■ **EXERCISE REQUIREMENTS**: Please repeat the data below word for word, leaving out the pictures.

Entries taken from a collection

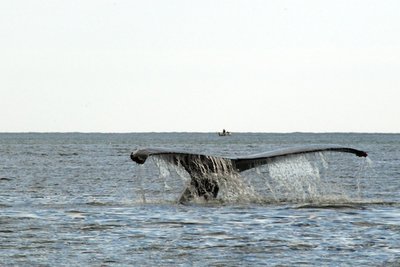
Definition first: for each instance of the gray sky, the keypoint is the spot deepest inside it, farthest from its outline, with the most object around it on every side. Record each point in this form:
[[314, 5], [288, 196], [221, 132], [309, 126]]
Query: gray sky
[[250, 66]]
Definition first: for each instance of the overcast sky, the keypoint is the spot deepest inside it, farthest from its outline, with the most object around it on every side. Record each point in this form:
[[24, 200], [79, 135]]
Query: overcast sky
[[166, 65]]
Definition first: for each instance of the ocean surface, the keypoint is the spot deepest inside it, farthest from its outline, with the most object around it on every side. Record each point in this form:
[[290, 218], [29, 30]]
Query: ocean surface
[[73, 199]]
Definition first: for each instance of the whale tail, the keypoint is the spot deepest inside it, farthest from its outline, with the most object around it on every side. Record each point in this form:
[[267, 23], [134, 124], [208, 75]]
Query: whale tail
[[202, 168]]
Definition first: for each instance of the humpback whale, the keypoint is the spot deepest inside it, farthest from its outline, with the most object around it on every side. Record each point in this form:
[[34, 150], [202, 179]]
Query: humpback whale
[[203, 168]]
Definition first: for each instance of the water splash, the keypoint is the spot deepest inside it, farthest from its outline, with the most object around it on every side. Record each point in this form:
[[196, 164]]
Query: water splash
[[312, 178]]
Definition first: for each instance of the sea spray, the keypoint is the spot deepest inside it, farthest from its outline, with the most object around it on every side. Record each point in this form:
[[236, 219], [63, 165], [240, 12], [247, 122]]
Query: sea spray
[[311, 178]]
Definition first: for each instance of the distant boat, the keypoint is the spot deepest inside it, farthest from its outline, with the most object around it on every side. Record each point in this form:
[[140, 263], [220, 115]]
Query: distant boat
[[224, 133]]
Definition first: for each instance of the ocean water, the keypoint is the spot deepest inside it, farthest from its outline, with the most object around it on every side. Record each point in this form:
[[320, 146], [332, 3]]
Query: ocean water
[[73, 199]]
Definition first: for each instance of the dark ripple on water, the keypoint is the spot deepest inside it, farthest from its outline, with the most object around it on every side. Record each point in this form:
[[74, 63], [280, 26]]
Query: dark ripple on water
[[72, 201]]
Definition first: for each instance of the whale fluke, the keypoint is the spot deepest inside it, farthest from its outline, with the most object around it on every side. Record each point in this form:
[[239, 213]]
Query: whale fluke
[[199, 166]]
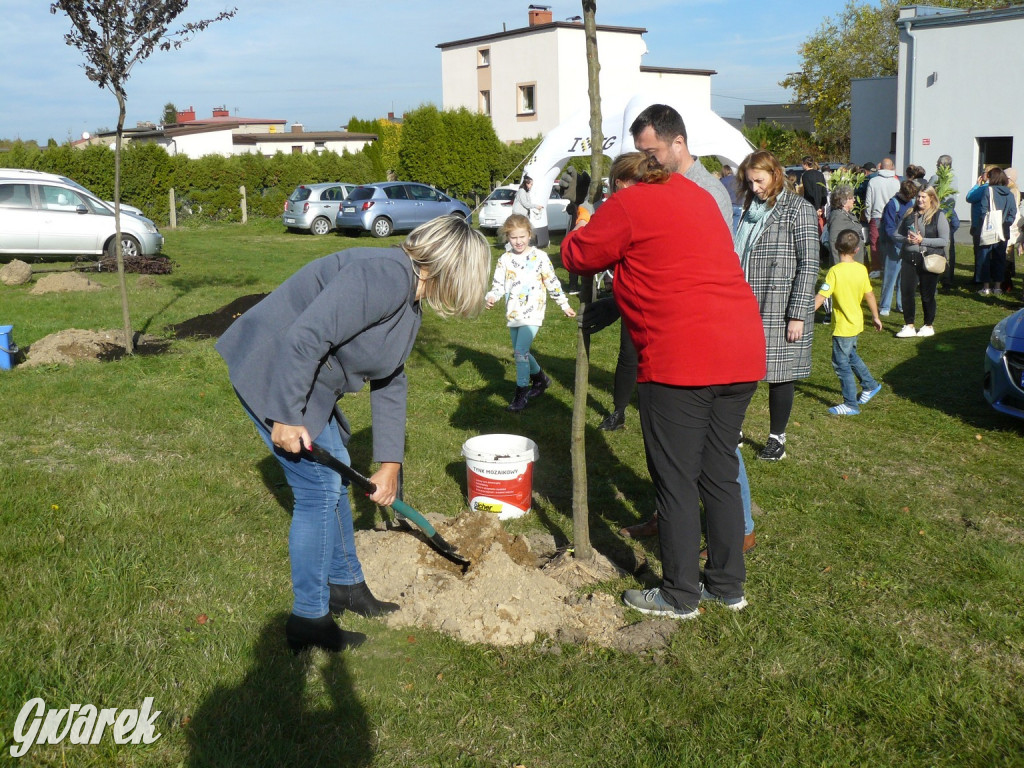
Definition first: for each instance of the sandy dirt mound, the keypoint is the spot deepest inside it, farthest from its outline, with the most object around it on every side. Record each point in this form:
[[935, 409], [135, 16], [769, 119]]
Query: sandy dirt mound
[[76, 345], [505, 597], [16, 272], [65, 283]]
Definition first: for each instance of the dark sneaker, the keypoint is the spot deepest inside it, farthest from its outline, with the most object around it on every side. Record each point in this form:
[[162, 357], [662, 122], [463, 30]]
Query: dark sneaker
[[614, 420], [653, 603], [732, 603], [519, 399], [773, 452], [539, 382]]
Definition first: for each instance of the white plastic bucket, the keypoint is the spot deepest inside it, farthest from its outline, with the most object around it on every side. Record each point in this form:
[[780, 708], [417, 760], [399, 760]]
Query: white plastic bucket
[[500, 473]]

■ **COMPLETE ANSWER**:
Definition first: for each instance of the gray sky, the keypoint is the spot deepest inside it, farthest from its outline, with the most object around it on every side. Record each point in this form:
[[314, 5], [288, 196], [221, 132], [309, 126]]
Query: gray sky
[[250, 66]]
Definition first: for each instance of the overcast sky, the keypoint is the spot deepest inside it, farthest from its outline, with the most object around it on every side. Record each point in this form:
[[24, 200], [79, 135]]
Query: overcast sky
[[166, 65]]
Definition first: for each instance of the ocean surface, the keypoint is the spot deepest inside it, farthest from its outline, with the most object around it on every side. Record each point in this form:
[[290, 218], [29, 30]]
Query: ocean surface
[[73, 199]]
Definition first: for each instance of the whale tail, the keypoint is the spot deepest inside it, farthest from its outline, with the most object around it on every side. Record each point in this form:
[[267, 23], [134, 124], [208, 75]]
Query: whale tail
[[202, 168]]
Definition first: for each instance of the humpback whale, the keypoint is the spot deepest inside it, farthest from its outline, with the most object around it on every side. Record each point in this form:
[[34, 150], [202, 179]]
Query: humpback whale
[[203, 168]]
Definition first: for each instance of the water splash, the keypoint is the spot deepest inside it, farthest from its outline, with the most object around it on every side. Record each point in this form:
[[196, 164]]
Query: water splash
[[312, 178]]
Definition first: for each instance of the sea spray, the keypoint is the spot deepest inside it, farthest from its outline, with the most object around it on every side. Record each point in this form:
[[236, 219], [63, 165], [240, 12], [247, 122]]
Query: sea spray
[[311, 178]]
Definition first: for each instance of the distant boat, the keypoint is the spot deepest inside it, farthest from its outline, with the most object around it on every side. Record each point in this form:
[[140, 263], [220, 115]]
Query: distant boat
[[224, 133]]
Definition first: for each instance of the ocean water, the keypoint is the spot deepest inside it, farthest from its outline, with the most object around it on every side. Record each point in this form:
[[320, 146], [332, 3]]
Query: ocean water
[[73, 199]]
Definition first: for each instance of the dark ripple on water, the keypoint is the spot deepest inside it, farthest from its outline, with the most object around it on every side. Record each point in this form:
[[74, 63], [280, 26]]
Query: dark ripple on water
[[72, 201]]
Definition first: for each instance of the whale fluke, the keypoint is the spot deepest inside it, farthest from its outline, with the most object around it on every side. Record each point in this form:
[[239, 213]]
Query: whale fluke
[[199, 166]]
Definition first: for each instance of the sandy dirt mound, the keypoint is the spot deepest inside it, farthest from its outline, with the most object around it on every side. Record each point in this form:
[[935, 409], [135, 16], [769, 119]]
Query: sandy dirt mound
[[76, 345], [505, 597], [16, 272], [65, 283]]
Definition first: for each instance of the dark sneaker, the keypoint is the spot deepest inside it, farthest from its outline, with the most object around it on every side. Record each point in this form:
[[162, 357], [662, 122], [463, 30]]
Query: dark sneaker
[[614, 420], [653, 603], [732, 603], [519, 399], [773, 452], [539, 382]]
Definition first: for each instance of the white plastic bucket, the keypoint is the spot deepest inside it, farthest from its outline, with the most object around it on every side. Record each point in this form:
[[780, 708], [417, 760], [399, 760]]
Query: white plastic bucket
[[500, 473]]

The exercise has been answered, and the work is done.